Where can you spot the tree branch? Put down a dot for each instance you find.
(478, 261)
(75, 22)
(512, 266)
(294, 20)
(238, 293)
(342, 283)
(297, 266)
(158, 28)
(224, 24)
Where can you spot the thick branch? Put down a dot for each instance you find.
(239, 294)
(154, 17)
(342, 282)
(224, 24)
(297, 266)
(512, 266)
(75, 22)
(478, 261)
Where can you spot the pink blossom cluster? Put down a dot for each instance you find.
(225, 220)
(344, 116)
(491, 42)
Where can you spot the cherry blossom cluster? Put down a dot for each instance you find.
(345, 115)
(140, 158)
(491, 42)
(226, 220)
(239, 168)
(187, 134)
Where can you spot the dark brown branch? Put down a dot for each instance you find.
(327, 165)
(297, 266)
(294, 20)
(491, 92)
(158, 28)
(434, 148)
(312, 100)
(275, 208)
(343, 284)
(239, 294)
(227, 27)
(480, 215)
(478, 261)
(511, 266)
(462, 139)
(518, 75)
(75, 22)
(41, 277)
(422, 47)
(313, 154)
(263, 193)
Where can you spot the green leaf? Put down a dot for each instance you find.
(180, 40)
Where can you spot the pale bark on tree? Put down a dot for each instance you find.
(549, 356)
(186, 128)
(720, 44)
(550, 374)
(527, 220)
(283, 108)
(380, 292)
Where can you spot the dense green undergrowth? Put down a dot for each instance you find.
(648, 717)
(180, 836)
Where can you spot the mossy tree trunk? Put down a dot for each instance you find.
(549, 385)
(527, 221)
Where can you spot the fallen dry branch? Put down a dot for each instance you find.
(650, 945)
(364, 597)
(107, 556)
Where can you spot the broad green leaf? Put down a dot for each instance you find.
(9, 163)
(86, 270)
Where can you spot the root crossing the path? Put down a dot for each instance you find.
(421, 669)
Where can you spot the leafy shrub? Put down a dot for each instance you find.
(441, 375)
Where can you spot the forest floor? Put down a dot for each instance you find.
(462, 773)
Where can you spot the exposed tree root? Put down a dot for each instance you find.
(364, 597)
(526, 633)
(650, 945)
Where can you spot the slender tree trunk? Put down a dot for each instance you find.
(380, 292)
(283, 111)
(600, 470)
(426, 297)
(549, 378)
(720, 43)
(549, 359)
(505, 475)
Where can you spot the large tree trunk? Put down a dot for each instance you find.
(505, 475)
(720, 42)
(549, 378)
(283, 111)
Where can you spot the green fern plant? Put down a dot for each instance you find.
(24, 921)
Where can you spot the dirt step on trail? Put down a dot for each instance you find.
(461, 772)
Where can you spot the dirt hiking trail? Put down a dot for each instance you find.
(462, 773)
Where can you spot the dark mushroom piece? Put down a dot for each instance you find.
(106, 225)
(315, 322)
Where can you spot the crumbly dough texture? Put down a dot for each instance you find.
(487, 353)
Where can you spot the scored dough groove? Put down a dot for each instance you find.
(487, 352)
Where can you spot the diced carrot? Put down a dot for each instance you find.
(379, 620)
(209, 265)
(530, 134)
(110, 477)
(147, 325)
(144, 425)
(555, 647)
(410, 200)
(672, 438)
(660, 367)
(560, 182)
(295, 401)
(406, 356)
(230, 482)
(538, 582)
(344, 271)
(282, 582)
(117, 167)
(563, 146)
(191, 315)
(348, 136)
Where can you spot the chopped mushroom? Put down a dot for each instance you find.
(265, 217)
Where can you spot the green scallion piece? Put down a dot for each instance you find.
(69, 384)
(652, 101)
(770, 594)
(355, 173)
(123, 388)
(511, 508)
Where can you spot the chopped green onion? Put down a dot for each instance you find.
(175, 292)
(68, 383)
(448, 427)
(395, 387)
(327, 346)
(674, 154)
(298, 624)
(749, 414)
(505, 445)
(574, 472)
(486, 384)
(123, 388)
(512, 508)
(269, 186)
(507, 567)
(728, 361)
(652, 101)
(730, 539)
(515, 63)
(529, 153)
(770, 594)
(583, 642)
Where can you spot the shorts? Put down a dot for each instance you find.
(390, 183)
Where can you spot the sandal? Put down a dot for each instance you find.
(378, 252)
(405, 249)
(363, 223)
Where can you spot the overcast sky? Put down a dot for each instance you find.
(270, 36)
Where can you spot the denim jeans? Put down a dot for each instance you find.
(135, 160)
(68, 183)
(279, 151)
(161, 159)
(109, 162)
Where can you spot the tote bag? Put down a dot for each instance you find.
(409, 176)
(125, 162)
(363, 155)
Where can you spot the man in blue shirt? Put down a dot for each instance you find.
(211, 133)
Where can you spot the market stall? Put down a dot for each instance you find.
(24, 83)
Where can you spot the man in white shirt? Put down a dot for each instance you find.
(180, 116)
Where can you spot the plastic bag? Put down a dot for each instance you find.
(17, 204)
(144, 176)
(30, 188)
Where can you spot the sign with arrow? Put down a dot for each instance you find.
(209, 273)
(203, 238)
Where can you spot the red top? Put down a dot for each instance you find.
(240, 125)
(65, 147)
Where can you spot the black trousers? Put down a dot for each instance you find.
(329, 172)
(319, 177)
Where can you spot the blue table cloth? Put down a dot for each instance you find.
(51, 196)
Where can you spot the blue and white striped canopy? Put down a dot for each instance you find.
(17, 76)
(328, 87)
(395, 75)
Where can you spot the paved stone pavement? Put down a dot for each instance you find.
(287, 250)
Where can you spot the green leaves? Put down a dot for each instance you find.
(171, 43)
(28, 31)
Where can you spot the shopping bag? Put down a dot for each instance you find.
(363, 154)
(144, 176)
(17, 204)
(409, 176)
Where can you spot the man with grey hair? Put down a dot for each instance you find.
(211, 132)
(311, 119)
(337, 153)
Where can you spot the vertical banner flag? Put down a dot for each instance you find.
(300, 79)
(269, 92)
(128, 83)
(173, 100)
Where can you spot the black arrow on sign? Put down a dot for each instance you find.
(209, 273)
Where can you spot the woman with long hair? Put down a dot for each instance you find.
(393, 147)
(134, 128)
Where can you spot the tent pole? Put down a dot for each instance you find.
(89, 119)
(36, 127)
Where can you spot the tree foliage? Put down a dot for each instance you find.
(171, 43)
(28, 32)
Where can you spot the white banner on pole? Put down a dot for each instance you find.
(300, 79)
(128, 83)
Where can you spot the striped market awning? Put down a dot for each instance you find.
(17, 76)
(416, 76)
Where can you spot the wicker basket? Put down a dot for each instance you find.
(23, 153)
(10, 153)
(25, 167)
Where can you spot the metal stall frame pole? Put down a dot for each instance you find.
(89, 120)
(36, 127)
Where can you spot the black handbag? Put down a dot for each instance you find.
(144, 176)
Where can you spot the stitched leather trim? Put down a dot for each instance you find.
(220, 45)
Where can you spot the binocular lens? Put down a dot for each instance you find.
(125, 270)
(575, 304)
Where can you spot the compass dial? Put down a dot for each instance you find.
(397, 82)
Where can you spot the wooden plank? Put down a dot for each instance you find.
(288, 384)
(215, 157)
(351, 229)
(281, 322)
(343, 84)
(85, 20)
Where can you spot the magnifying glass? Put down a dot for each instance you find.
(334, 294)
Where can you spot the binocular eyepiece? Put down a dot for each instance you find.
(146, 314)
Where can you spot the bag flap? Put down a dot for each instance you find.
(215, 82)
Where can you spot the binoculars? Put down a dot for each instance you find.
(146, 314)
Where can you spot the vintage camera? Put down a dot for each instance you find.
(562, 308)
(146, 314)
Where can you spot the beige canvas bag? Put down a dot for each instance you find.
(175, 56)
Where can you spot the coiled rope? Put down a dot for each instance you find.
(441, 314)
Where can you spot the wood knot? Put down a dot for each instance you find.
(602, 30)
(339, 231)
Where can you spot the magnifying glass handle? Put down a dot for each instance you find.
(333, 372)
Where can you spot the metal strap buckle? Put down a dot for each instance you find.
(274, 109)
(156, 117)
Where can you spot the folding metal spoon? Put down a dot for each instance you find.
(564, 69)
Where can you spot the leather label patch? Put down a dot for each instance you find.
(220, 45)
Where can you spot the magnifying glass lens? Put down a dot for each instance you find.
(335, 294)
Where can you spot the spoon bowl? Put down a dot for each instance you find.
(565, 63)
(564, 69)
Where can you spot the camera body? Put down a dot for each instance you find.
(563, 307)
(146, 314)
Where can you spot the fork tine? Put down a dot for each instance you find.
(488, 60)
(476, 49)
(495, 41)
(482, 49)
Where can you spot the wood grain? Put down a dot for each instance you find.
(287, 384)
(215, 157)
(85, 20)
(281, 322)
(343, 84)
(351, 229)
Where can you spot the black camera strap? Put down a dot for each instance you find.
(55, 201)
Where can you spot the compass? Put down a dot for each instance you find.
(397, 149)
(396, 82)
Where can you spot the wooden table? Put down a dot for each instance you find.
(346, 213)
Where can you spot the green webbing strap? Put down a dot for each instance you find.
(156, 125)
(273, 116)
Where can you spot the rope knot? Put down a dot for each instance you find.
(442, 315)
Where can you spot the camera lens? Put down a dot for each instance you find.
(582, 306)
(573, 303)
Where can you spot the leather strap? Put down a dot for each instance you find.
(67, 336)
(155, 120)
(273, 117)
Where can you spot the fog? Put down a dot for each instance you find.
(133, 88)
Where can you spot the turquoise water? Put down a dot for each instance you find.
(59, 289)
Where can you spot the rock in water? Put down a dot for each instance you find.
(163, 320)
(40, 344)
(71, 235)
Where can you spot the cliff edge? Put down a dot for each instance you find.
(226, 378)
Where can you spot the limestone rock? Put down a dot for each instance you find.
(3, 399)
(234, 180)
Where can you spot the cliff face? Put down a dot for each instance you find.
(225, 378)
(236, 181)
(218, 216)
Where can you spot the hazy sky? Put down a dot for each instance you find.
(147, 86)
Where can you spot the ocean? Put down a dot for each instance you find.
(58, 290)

━━━━━━━━

▸ Stated problem: Reproduce the listing above verbatim, starting at the line that contains "Where can you spot the hazy" and continuing through the final line of the listing.

▸ The output:
Where can you spot the hazy sky? Put down a dot for each instance you find.
(147, 86)
Where can you spot the ocean? Put down a dot for each instance you find.
(58, 290)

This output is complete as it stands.